Data for analysis:
━━━━━━━━━━━━━━━━
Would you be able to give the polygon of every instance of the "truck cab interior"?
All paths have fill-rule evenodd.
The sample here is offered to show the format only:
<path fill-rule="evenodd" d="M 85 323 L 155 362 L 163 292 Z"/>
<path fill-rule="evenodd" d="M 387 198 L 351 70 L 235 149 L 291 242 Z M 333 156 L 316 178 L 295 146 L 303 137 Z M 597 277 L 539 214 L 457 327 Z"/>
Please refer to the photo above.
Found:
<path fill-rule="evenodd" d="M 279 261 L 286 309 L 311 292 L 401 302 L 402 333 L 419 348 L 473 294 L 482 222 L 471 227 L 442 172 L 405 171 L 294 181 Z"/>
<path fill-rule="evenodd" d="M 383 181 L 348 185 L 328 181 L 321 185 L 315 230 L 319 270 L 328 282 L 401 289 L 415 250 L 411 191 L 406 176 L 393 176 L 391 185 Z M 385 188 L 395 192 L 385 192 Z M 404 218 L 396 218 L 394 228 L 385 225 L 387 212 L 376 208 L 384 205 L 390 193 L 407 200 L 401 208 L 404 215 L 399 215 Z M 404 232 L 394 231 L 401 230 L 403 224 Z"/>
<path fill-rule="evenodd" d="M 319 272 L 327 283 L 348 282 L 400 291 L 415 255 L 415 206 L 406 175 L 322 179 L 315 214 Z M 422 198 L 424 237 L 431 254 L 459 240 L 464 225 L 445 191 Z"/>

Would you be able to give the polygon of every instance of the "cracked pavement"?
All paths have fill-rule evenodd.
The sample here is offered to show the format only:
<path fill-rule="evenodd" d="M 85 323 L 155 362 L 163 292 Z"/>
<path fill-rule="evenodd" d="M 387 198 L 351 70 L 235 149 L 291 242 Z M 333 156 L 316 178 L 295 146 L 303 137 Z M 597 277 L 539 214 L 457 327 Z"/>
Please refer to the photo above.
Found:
━━━━━━━━━━━━━━━━
Now copy each line of the entries that mentions "polygon".

Written solution:
Would you be able to give the polygon of every instance of the "truck cab interior"?
Would you be able to give the polygon of every instance of the "cracked pavement"?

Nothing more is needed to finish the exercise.